• _Job 1_
Return the passage of the discussion on engineering and liberal arts between "As I said, I" and "a regular basis.", inclusive.

* BEGIN Source *

Wouldn't that depend some on how the paper is graded? |
Sure. But I've taken more than my share of liberal arts classes given that I'm an engineer, and when I can write a B+ paper in the four hours before it's due in one of the hardest courses in our history department, it doesn't exactly push the point that it's difficult.
As I said, I have no experience at other schools. But I have a pretty wide viewpoint of my own given the variety of majors I interact with on a regular basis.
And further points here, how do you think society would be changed if everyone who went to higher education did only an engineering course of studies? I know you don't seem to like the other areas, and think they are a waste (It's always funny to me when people enrolled in a university hop on the anti-intellectualism train), but do they at least not contribute something to society? |
And here you've put words in my mouth. Liberal arts does not cover the entire arena of education, and the single skill it teaches is "thinking analytically". Hint: everyone else has to figure out how to think analytically too.
agentwhale007 wrote:
Nearly any major can be skirted through without
application. Nearly any major can be done in a way where classes are
picked to get through easy. If you're naturally good at math, as a few
people I've known are, engineering school is a breeze. The kid I lived
with freshman year quit engineering - at a school known for its program -
because it wasn't challenging him. |
Sure, passing college is pretty easy. The difference is that liberal arts is by definition easy, so that people can "find out what they want to do in life". Last time I checked, drinking, smoking pot and chasing women is not a recognized profession. Are there engineers who do the same? Absolutely. But the amount of work in engineering is significant enough that most people do not.
I don't care how good you are at math, the actual work load for engineering is higher than for liberal arts. It's not a question of how smart one is (although that can come in handy), it's a question of how hard one is willing to work. I wouldn't hesitate to say I know some of the most naturally mathematically skilled college students in the country, and for some reason MIT is still hard for them. Meanwhile, my friends studying at Harvard say that the place is a breeze. Coincidence? Perhaps. But given that I come from a town with a very high degree of education, and spend a lot of time with people who are internationally recognized as having some of the best education this country has to offer, I'd say that I have a pretty good grasp of the situation.

* END Source *
* BEGIN Data *

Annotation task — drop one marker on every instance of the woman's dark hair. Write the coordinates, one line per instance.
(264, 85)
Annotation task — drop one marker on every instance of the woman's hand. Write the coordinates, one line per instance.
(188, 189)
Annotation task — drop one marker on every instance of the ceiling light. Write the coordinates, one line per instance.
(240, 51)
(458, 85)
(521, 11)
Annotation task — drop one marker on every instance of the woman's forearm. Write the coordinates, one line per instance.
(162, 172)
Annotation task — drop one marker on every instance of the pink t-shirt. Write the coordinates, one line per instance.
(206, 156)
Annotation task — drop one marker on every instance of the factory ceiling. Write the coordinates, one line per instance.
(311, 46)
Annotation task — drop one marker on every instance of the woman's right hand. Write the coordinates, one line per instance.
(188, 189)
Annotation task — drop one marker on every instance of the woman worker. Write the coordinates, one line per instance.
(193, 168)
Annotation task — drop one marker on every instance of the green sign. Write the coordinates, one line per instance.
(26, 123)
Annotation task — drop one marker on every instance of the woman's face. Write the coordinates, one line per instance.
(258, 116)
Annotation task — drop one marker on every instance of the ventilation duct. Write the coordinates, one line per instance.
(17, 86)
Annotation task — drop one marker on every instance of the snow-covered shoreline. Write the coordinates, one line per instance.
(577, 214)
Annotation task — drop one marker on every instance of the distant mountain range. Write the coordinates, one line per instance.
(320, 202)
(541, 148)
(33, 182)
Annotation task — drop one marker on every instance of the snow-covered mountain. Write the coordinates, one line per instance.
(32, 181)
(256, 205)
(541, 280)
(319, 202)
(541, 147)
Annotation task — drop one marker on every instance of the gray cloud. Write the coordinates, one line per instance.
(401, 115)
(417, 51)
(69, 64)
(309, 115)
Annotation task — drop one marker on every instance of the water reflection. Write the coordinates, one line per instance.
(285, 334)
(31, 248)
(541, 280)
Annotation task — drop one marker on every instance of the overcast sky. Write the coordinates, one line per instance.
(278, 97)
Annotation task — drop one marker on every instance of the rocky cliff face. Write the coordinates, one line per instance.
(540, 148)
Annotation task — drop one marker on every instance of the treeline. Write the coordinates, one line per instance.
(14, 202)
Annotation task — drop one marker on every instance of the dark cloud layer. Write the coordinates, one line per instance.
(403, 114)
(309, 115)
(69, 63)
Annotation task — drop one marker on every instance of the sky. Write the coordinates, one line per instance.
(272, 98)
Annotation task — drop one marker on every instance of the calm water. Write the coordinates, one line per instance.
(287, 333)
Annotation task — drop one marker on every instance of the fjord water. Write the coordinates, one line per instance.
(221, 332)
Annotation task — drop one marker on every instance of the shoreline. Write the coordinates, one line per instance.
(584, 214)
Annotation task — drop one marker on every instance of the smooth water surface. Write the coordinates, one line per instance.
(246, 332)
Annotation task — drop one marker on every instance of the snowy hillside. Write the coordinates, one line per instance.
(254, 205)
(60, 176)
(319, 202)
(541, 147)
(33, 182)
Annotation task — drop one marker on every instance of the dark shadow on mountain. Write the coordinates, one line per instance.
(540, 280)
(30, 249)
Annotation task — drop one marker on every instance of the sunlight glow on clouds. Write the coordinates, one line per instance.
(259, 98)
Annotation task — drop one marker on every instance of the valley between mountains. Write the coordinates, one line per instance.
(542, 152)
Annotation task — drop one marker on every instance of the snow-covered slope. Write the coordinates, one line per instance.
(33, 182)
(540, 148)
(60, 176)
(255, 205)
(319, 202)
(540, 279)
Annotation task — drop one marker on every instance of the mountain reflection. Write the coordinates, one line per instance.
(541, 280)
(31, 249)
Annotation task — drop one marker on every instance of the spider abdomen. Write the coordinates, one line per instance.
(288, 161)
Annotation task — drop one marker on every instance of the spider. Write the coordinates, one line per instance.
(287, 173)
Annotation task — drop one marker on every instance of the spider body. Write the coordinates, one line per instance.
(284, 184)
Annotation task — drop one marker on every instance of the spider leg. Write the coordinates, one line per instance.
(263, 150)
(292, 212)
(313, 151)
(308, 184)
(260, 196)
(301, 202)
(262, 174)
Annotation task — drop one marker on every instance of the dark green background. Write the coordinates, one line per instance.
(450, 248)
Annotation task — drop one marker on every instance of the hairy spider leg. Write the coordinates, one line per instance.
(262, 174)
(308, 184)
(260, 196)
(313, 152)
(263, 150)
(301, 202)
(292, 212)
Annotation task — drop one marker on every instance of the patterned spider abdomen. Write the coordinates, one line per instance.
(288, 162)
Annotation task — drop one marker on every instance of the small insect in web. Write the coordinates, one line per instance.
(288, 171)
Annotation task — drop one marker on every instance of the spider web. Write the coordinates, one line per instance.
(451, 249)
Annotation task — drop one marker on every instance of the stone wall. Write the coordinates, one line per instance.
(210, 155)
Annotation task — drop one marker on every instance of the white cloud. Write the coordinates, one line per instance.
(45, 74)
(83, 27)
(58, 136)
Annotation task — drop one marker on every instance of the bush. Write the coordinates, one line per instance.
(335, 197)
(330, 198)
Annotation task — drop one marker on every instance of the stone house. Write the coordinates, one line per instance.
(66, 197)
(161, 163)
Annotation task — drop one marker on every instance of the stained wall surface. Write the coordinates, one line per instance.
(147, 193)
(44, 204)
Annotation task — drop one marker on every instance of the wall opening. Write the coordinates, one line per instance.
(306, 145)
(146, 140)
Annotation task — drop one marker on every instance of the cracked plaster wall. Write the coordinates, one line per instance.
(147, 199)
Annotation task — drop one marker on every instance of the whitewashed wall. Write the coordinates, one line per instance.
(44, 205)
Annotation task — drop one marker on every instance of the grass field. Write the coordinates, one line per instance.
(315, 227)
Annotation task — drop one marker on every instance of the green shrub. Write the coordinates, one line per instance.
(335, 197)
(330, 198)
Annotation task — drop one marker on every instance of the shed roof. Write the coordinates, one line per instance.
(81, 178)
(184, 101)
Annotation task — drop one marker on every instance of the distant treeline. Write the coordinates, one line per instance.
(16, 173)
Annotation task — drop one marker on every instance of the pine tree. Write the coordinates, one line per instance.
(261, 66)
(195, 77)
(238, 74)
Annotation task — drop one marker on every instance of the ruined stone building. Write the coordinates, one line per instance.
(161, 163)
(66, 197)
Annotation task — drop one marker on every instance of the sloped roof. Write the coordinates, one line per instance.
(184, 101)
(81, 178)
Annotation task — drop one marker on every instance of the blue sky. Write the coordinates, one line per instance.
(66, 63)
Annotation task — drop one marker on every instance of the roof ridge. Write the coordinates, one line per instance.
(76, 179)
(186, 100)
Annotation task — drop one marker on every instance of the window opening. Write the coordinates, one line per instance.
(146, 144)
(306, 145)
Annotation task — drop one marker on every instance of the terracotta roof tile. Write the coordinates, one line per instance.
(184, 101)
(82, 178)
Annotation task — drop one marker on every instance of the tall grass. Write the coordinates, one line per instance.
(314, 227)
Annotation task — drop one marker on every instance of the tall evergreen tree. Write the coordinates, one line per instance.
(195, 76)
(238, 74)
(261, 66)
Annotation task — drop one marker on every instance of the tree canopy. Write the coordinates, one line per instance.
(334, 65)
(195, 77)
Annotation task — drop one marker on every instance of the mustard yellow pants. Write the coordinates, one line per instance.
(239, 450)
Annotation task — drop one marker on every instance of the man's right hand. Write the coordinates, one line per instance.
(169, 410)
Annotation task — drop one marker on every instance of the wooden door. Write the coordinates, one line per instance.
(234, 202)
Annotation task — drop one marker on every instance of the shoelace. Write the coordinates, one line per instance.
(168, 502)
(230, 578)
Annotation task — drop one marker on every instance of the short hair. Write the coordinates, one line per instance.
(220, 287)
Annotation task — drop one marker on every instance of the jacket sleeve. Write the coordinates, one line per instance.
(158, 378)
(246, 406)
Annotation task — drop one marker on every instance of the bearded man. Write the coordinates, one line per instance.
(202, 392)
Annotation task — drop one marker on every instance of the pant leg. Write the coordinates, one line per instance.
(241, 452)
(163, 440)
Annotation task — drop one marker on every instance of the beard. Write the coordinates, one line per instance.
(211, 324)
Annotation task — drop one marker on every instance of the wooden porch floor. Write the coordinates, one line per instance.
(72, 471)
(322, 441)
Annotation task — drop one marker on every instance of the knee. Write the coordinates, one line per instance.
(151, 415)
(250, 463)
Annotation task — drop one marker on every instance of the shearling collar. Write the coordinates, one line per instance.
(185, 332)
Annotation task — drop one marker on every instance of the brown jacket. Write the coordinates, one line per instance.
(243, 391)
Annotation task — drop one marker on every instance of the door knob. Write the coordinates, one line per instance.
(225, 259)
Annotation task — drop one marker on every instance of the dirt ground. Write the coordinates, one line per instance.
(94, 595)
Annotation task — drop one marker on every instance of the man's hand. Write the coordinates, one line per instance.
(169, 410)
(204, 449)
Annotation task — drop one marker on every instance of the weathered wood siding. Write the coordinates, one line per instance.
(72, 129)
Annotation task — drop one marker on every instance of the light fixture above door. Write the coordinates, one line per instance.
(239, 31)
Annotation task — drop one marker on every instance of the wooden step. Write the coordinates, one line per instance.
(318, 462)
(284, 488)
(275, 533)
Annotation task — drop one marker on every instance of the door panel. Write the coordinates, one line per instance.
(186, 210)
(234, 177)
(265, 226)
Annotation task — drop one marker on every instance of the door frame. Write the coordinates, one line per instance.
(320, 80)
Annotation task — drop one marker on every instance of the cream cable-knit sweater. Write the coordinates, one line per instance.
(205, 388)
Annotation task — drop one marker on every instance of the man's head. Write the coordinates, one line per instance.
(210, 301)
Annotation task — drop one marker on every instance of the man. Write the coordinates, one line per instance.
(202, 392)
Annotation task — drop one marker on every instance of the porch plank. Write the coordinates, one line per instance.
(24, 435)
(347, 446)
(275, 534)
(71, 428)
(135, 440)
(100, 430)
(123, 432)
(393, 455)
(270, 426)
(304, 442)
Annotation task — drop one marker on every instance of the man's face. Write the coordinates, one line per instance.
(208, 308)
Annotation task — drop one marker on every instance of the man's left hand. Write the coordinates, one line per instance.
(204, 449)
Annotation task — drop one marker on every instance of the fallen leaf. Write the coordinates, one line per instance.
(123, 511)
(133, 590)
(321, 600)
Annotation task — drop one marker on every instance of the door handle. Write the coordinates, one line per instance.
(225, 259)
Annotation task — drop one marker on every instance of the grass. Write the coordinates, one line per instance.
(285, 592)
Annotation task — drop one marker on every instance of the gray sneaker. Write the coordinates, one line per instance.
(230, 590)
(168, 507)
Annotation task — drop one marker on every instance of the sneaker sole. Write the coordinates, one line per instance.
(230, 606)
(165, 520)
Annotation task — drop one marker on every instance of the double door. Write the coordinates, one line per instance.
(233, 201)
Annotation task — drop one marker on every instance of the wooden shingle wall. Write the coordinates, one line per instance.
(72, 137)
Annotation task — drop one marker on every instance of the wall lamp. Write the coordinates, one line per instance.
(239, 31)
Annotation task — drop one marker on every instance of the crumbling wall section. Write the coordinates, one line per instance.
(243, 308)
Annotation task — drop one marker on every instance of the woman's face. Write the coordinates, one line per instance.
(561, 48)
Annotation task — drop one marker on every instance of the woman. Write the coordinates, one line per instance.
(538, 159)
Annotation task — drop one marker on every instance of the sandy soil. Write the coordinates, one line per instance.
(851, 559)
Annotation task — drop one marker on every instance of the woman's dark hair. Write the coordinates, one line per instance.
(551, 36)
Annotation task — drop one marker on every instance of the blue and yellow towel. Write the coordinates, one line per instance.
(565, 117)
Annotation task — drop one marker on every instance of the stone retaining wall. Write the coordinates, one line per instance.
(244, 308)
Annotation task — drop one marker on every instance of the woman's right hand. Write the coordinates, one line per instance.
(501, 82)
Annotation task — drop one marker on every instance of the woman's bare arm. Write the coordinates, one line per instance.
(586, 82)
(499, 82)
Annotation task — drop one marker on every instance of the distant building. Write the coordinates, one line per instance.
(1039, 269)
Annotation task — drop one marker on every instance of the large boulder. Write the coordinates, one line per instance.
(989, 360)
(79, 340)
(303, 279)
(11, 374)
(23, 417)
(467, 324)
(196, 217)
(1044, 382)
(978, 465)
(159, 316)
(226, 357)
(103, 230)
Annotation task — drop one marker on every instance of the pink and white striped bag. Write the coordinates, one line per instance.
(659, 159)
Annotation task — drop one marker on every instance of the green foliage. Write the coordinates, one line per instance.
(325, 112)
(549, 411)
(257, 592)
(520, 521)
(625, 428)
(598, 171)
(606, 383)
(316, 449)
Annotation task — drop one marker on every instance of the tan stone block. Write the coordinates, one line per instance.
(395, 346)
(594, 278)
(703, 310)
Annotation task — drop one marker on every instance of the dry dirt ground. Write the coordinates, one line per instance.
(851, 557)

* END Data *

• _Job 2_
Locate each line in the listing above that contains the word "building", and copy those lines.

• _Expected answer 1_
As I said, I have no experience at other schools. But I have a pretty wide viewpoint of my own given the variety of majors I interact with on a regular basis.

• _Expected answer 2_
Annotation task — drop one marker on every instance of the ruined stone building. Write the coordinates, one line per instance.
Annotation task — drop one marker on every instance of the distant building. Write the coordinates, one line per instance.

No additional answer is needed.